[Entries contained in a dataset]
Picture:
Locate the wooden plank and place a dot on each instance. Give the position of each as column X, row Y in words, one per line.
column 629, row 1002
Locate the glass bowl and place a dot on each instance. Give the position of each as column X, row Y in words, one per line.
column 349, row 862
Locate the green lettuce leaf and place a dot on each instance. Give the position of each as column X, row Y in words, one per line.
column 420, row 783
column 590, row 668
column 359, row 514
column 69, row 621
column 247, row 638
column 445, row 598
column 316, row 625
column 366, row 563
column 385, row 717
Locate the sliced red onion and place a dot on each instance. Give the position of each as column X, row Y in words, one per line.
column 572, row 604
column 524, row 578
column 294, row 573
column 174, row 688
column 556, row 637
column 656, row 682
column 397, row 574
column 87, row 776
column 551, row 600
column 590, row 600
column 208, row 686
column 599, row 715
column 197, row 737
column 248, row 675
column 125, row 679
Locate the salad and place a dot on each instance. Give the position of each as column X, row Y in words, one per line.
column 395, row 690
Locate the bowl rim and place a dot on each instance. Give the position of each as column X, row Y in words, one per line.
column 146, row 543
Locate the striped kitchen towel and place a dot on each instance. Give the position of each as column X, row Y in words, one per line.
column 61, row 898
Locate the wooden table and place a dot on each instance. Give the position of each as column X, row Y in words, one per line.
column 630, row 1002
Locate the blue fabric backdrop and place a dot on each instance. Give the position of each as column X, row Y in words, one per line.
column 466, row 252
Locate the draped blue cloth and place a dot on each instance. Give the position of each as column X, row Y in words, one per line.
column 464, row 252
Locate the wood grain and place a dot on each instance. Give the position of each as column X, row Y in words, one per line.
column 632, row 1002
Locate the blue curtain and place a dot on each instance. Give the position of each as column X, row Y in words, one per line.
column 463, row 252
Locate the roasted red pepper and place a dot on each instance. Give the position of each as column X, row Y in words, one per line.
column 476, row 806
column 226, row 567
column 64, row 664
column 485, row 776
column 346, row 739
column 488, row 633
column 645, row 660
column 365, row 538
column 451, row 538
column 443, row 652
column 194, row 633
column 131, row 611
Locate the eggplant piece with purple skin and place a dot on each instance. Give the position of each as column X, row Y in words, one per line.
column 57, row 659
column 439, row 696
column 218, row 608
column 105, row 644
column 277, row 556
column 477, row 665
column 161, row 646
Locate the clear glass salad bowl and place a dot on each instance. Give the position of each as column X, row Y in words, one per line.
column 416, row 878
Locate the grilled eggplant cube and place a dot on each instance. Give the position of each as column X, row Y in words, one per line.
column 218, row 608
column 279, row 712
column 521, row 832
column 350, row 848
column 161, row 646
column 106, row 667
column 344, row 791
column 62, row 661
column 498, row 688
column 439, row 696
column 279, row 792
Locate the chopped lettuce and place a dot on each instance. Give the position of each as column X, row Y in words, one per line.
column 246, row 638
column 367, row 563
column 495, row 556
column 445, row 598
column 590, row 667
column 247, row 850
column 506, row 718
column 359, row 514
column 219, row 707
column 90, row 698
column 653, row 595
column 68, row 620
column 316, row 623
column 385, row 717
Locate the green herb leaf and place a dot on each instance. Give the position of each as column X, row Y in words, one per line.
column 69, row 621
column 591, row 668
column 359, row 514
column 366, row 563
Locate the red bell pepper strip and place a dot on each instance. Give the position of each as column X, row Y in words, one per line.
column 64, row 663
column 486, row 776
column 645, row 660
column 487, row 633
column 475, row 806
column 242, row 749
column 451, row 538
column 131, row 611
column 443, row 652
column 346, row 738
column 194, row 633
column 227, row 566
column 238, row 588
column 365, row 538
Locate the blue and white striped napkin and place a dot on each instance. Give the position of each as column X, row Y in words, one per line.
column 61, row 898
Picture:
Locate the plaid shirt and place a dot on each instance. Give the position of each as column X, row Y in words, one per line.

**To do**
Reproduce every one of the entries above, line for line and without any change.

**Output for this task**
Picture:
Locate the wooden plank and place a dot on each instance. Give the position of each as column X, row Y in words, one per line.
column 629, row 1002
Locate the glass bowl and place a dot on each instance. Give the position of each as column X, row Y in words, one per line.
column 349, row 862
Locate the green lettuce leaf and place a dot on each instance. Give the position of each as column X, row Y in words, one per line.
column 420, row 783
column 590, row 668
column 359, row 514
column 69, row 621
column 247, row 638
column 445, row 598
column 316, row 625
column 366, row 563
column 385, row 717
Locate the sliced red onion and place a dot on each instance. Give the position of each as column X, row Y in words, one per line.
column 572, row 604
column 524, row 578
column 294, row 573
column 174, row 688
column 556, row 637
column 656, row 682
column 397, row 574
column 87, row 776
column 551, row 600
column 590, row 600
column 208, row 686
column 599, row 715
column 197, row 737
column 248, row 675
column 125, row 679
Locate the salad and place a dot on each instance. Give the position of each as column X, row Y in words, one per line.
column 395, row 690
Locate the bowl rim and place a dot on each instance. Give the position of each as column X, row Y in words, one per line.
column 146, row 543
Locate the striped kitchen towel and place a dot on each instance. Give the position of each as column X, row Y in words, one per line.
column 61, row 898
Locate the wooden table and place a dot on each instance. Give the position of each as column X, row Y in words, one per line.
column 630, row 1002
Locate the blue fabric backdrop and place a dot on each instance. Give the position of each as column X, row Y in words, one per line.
column 466, row 252
Locate the draped blue cloth and place a dot on each instance. Give the position of each as column X, row Y in words, one per line.
column 464, row 252
Locate the wood grain and place a dot on each instance. Give the position of each as column X, row Y in words, one per line.
column 632, row 1002
Locate the blue curtain and place a dot on each instance. Give the position of each as column X, row Y in words, one per line.
column 463, row 252
Locate the roasted red pepper and place a dot on each instance. Give the position of each as column X, row Y in words, one per line.
column 476, row 806
column 226, row 567
column 64, row 664
column 485, row 776
column 346, row 739
column 488, row 633
column 645, row 660
column 365, row 538
column 451, row 538
column 443, row 652
column 194, row 633
column 131, row 611
Locate the eggplant piece with purple skin and place a dot on each instance. Give the position of each as column X, row Y in words, one per line.
column 57, row 659
column 439, row 696
column 218, row 608
column 105, row 644
column 277, row 556
column 477, row 665
column 161, row 646
Locate the clear glass salad bowl and place a dot on each instance. Give the position of each as column X, row Y in words, one per line.
column 416, row 878
Locate the grilled eggplant cube and place a dot on each instance. Give the position of each as column X, row Y in words, one per line.
column 218, row 608
column 279, row 712
column 521, row 832
column 350, row 848
column 161, row 646
column 106, row 667
column 344, row 791
column 62, row 661
column 498, row 688
column 439, row 696
column 279, row 792
Locate the chopped lettuce and place a dot on each instance. Give the position of each as column X, row Y in words, one per line.
column 246, row 638
column 367, row 563
column 495, row 556
column 445, row 598
column 590, row 667
column 247, row 850
column 506, row 718
column 359, row 514
column 219, row 707
column 90, row 698
column 653, row 595
column 68, row 620
column 316, row 623
column 385, row 717
Locate the green herb leaf and place a dot on each instance. Give the position of each as column X, row Y in words, one per line.
column 69, row 621
column 591, row 668
column 359, row 514
column 366, row 563
Locate the red bell pepper strip and place a dot on each instance. Give the position of each as column X, row Y in words, one per line.
column 64, row 663
column 486, row 776
column 645, row 660
column 487, row 633
column 475, row 806
column 242, row 749
column 451, row 538
column 131, row 611
column 443, row 652
column 346, row 738
column 194, row 633
column 227, row 566
column 238, row 588
column 365, row 538
Locate the blue and white striped napkin and place a dot on each instance. Give the position of each as column X, row Y in words, one per line.
column 61, row 898
Picture:
Locate the plaid shirt and place a dot on each instance. Give the position of each as column X, row Y in words, one per line.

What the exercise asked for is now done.